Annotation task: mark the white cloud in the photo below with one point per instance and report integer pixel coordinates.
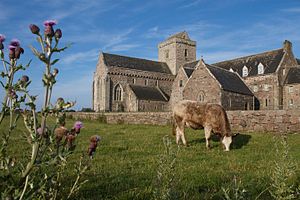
(123, 47)
(91, 55)
(292, 10)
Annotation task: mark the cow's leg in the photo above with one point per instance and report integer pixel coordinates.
(207, 131)
(227, 141)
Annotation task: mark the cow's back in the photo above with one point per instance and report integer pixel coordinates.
(200, 114)
(217, 118)
(190, 111)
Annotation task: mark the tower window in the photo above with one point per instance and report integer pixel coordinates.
(185, 53)
(180, 83)
(118, 93)
(260, 68)
(167, 53)
(245, 71)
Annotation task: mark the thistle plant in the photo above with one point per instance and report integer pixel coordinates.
(284, 174)
(41, 175)
(165, 180)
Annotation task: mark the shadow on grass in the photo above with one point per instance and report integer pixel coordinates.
(238, 141)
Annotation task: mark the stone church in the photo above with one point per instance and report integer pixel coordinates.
(268, 80)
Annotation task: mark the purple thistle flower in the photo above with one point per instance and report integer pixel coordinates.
(58, 34)
(18, 52)
(34, 29)
(15, 43)
(78, 125)
(2, 38)
(50, 22)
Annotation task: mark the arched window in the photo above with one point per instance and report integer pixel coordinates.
(245, 71)
(118, 92)
(201, 97)
(260, 69)
(185, 53)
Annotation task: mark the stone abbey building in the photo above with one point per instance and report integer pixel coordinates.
(268, 80)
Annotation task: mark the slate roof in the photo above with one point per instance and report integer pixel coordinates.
(113, 60)
(293, 76)
(229, 81)
(269, 59)
(149, 93)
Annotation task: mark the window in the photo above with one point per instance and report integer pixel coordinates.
(245, 71)
(118, 93)
(167, 53)
(260, 69)
(201, 96)
(180, 83)
(255, 88)
(266, 87)
(185, 53)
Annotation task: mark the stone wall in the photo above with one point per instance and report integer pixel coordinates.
(242, 121)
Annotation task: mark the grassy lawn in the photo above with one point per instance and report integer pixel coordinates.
(126, 162)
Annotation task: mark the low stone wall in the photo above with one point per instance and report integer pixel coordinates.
(244, 121)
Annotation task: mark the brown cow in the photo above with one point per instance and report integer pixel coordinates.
(211, 117)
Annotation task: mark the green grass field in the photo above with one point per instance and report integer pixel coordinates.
(126, 162)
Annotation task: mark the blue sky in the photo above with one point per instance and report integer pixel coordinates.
(223, 29)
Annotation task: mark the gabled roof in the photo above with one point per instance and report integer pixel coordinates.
(229, 81)
(149, 93)
(180, 35)
(293, 76)
(113, 60)
(269, 59)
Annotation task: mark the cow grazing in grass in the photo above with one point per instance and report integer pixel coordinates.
(211, 117)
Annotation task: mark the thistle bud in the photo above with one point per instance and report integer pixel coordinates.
(58, 34)
(55, 71)
(34, 29)
(18, 52)
(2, 38)
(49, 32)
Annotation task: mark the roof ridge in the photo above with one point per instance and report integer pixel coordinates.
(132, 57)
(243, 57)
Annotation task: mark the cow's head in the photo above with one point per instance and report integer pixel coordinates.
(227, 140)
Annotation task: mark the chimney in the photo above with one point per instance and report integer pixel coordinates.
(287, 46)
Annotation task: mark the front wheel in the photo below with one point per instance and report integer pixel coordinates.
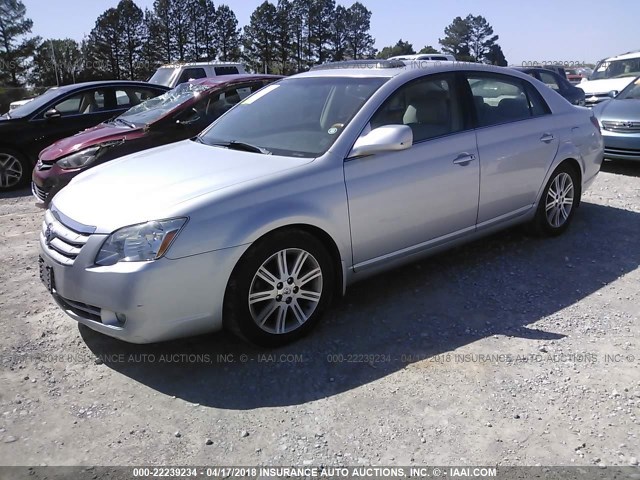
(14, 170)
(558, 202)
(279, 289)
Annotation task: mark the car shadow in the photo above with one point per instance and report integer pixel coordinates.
(499, 285)
(21, 192)
(621, 167)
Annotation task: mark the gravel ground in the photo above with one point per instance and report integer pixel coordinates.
(508, 351)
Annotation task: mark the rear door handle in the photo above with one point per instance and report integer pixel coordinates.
(464, 158)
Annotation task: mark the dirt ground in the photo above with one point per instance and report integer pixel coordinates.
(509, 351)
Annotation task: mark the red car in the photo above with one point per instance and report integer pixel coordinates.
(178, 114)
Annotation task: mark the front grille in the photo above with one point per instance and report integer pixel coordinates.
(59, 241)
(626, 152)
(83, 310)
(621, 126)
(38, 192)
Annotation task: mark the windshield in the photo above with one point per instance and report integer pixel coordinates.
(154, 108)
(631, 92)
(33, 105)
(616, 69)
(298, 117)
(163, 76)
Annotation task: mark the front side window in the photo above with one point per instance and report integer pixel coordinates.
(192, 74)
(298, 117)
(502, 99)
(428, 106)
(549, 80)
(82, 103)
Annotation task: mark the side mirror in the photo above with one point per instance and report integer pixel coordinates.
(389, 138)
(193, 117)
(52, 113)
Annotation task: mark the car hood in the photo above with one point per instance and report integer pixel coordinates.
(605, 85)
(89, 138)
(619, 110)
(155, 184)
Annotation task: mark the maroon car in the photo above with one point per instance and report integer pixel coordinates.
(178, 114)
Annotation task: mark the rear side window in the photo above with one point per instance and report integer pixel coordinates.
(225, 70)
(191, 74)
(501, 99)
(428, 105)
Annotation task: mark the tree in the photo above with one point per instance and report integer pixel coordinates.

◆ **Exercise instructions**: Replace "integer pixel coordinates" with "whole-number pixel coordinates" throughout all the entries above, keeping everything else unchanged. Leave the pictures out of your answer.

◆ **Response to this task**:
Annotation task: mark the white cloud in the photo below with one point per instance and report whole-number pixel coordinates.
(123, 47)
(91, 55)
(292, 10)
Annotation task: mark the cow's leg in the photo above with one point per instance and report whole-number pixel coordinates.
(207, 131)
(227, 141)
Annotation task: mark the cow's back in the photo above with one point per instance and report whole-number pixel coordinates.
(200, 114)
(217, 118)
(190, 111)
Annotation task: mark the tower window in the photo above with one point per instance and report whole-number pixel coordinates.
(185, 53)
(180, 83)
(118, 93)
(260, 68)
(167, 53)
(245, 71)
Annotation task: mark the thistle plant in the photo above with one point per instance and report whole-number pixel coordinates.
(284, 174)
(41, 175)
(165, 180)
Annotation task: mark the shadow on grass in the photo above with one point per instance and report whole-number pixel coordinates.
(238, 141)
Annotation task: mark the stone church in the photo above with one point per instance and report whole-number pixel coordinates.
(268, 80)
Annotation task: mark the purple thistle flower in the photo above with one point per instance and report whole-number pixel coordinates.
(58, 34)
(18, 52)
(34, 29)
(15, 43)
(78, 125)
(2, 38)
(50, 22)
Annotation task: mark the arched window in the photo above with one point per instance and report whole-number pixel coordinates.
(245, 71)
(118, 92)
(201, 97)
(260, 69)
(185, 53)
Annotation task: mark the stone abbey building in the photo above with one point per instance and report whole-number pixel coordinates.
(268, 80)
Annotation task: mark the slate roof in the photo above with one point per instance and report whole-number pixel coordinates.
(113, 60)
(293, 76)
(229, 81)
(269, 59)
(149, 93)
Annotation task: mark the window in the photo above with one point per instance and report whole-number pixel coordinates.
(245, 71)
(118, 93)
(167, 53)
(260, 69)
(201, 96)
(180, 83)
(255, 88)
(266, 87)
(185, 53)
Annotation task: mark the stone wall in the photo above with one point per instance and report whole-number pixel coordinates.
(242, 121)
Annotation task: mark the grassy lawn in the photo above with one point per instance and report whole-number pixel coordinates.
(126, 162)
Annotation task: mark the low stone wall in the photo above with one point per instance and report whole-number pixel coordinates.
(244, 121)
Annotation task: mark the brown cow in the photo above with one point per instance and report whole-number pixel coordinates.
(211, 117)
Annotation task: mark the green grass field in the photo above with one point per instance and report whole-number pixel coordinates.
(126, 162)
Annotation task: mark the blue sky in the photo above with one point per instance and report whole-number pixel coordinates.
(223, 29)
Annotation task: mark the gabled roof in the photo above with one point per instance and report whole-number pixel coordinates.
(229, 81)
(149, 93)
(180, 35)
(293, 76)
(113, 60)
(269, 59)
Annotation task: mark the cow grazing in grass in the photo above with one point per instance and report whole-number pixel coordinates.
(211, 117)
Annotation task: mark the thistle bud in the photo above with one point per instance and report whole-number pixel coordinates.
(58, 34)
(55, 71)
(34, 29)
(18, 52)
(2, 38)
(49, 32)
Annotation task: mark the roof ridge in the photo above with one point per instance and report whole-number pixel coordinates.
(132, 57)
(243, 57)
Annotation task: mark the cow's head in the photo above with one point per instance and report whole-number pixel coordinates.
(227, 140)
Annotation task: mark the chimney in the photo above with one point per instance and report whole-number pixel coordinates.
(287, 46)
Annotation task: mark the front wheel in the photo below with one point per instance and report whole-number pixel coordinates.
(14, 170)
(558, 202)
(279, 289)
Annotation task: mark the car shadow in the photo above with one point per instance and report whole-number pixel coordinates.
(499, 285)
(21, 192)
(621, 167)
Annotation task: mark the gravel ground in the photo above with one point per instance and report whole-number pixel coordinates.
(508, 351)
Annotation task: mark the rear door handle in the photo above with one point per instance and report whole-number pixel coordinates.
(464, 158)
Annotation task: mark the dirt ground in the photo above with one point per instance and report whole-number pixel coordinates.
(509, 351)
Annotation task: mark the red car in the photo above with one point per instance and report whole-number pixel coordinates.
(178, 114)
Annotation task: mark the front grille in the photo above with one point per instance and report whole-number pixel coordinates.
(59, 241)
(626, 152)
(83, 310)
(621, 126)
(38, 192)
Annotation task: mark the windshield in the photo above with one point per instance and report whole-number pixel coordinates.
(154, 108)
(631, 92)
(33, 105)
(616, 69)
(298, 117)
(163, 76)
Annotation task: mark the front side window in the photo above with one point per instance and report whole-number pixel coordinates.
(192, 74)
(298, 117)
(502, 99)
(428, 106)
(549, 80)
(82, 103)
Annotation task: mark the side mirror in the photo above with one point per instance and report whole-number pixel coordinates.
(389, 138)
(193, 117)
(52, 113)
Annotation task: mark the car hood in the photo above with one point per instance and report whole-number pixel coordinates.
(605, 85)
(89, 138)
(619, 110)
(155, 184)
Annotation task: mark the maroon car in the photo above with one point per instance and report whole-number pixel coordinates.
(178, 114)
Annotation task: mark the rear side window in the photo above with one point per instance and report whole-number pixel coordinates.
(225, 70)
(191, 74)
(501, 99)
(428, 105)
Annotation task: mark the tree in the photo above with one point per instance and report whole-number pixel coordinates.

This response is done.